Please repeat the data exactly. Any picture in it stays out.

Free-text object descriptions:
*** Block opens ***

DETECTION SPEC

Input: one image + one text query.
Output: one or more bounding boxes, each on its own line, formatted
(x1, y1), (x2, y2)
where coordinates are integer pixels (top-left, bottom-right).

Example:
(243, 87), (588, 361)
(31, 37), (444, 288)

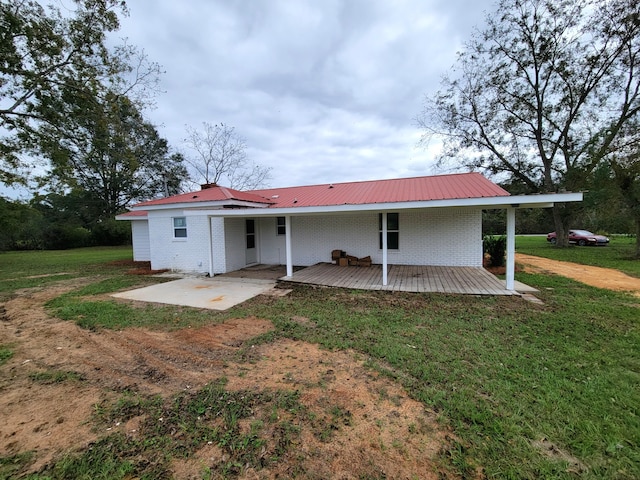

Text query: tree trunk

*** Block closes ***

SOLUTION TO THE PROBLEM:
DETECTION SPEC

Input: one image + one text query.
Output: one or more bounding boxes, each on its own line, formatted
(x1, y1), (x2, y2)
where coordinates are integer pixels (top-left, bottom-right).

Example:
(243, 87), (588, 361)
(31, 37), (444, 288)


Text query: tree trunk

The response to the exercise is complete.